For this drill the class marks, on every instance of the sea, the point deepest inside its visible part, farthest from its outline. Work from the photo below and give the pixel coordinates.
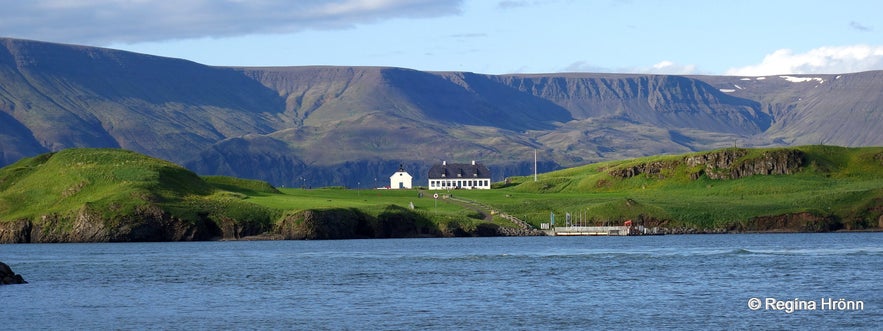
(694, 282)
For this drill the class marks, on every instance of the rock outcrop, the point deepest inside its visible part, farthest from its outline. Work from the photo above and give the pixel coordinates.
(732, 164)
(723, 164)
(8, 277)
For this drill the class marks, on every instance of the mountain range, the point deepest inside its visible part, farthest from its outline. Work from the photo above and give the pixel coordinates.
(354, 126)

--

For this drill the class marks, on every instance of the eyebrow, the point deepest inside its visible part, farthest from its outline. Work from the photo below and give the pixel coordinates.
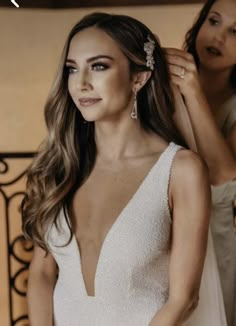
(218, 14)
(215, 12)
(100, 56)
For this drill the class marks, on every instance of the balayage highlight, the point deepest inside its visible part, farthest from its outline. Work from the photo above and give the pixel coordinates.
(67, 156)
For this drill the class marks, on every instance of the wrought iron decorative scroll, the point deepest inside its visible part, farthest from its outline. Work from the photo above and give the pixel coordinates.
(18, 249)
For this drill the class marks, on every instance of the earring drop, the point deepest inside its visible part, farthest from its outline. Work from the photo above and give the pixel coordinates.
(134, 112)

--

*Brief*:
Pick out and copy each line above that contains the word "scroll", matching its case exactly.

*Answer for this exercise*:
For this drill the class marks, on every instance of the wrought iron decorative scroll, the point deepest inside its visible part, farthest from its outline. Work from the photo above and give the pixel coordinates.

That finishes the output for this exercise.